▶ **Exercise aim**:
Could you give back every record below exactly, leaving out the pictures?

▶ **The data**:
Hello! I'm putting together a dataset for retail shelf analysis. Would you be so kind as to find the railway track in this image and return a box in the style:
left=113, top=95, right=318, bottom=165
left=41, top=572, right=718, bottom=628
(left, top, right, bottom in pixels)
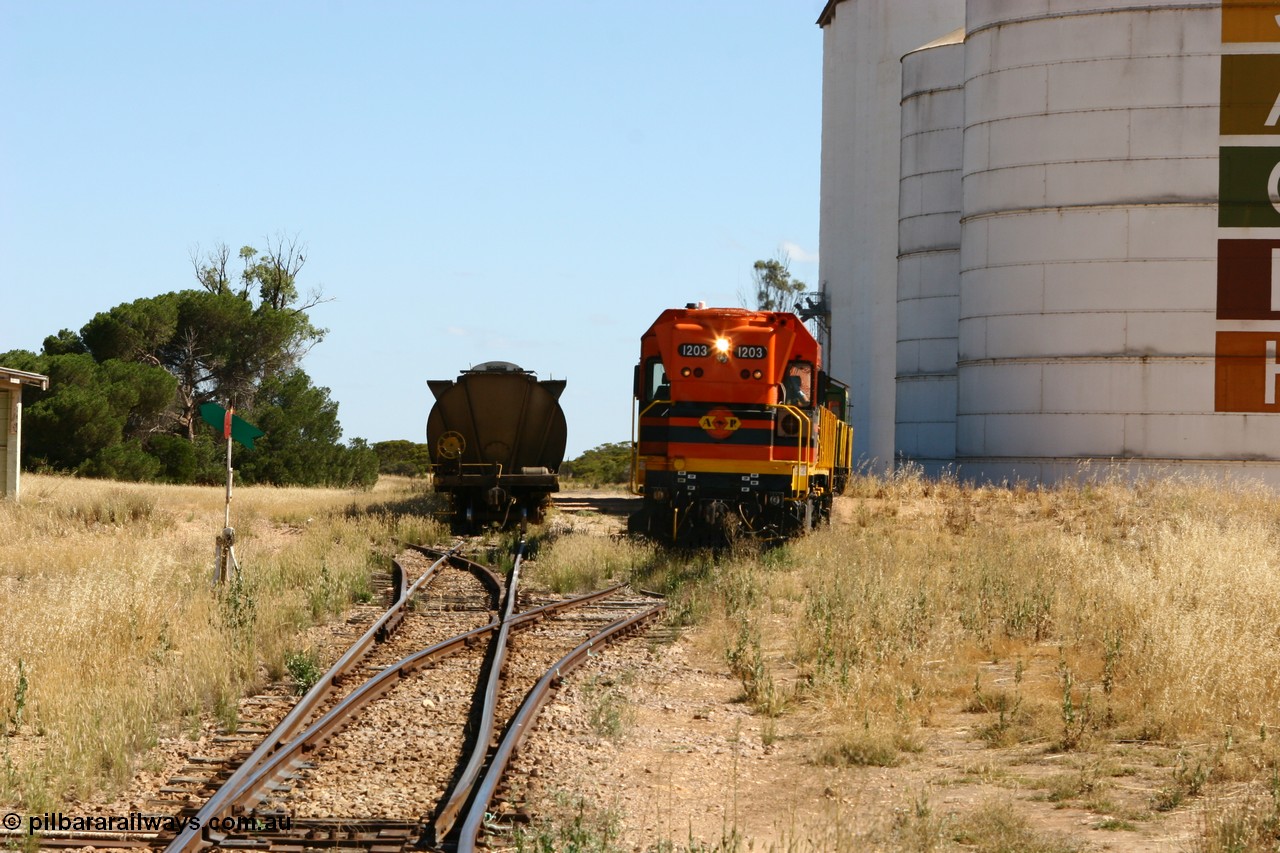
left=23, top=540, right=663, bottom=852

▶ **The completed task**:
Hello! I'm putting together a dataset for retail shelf analysis. Would you be so kind as to find the railway track in this image and return a box in the style:
left=113, top=95, right=318, bottom=165
left=41, top=572, right=718, bottom=628
(left, top, right, bottom in pixels)
left=23, top=540, right=663, bottom=852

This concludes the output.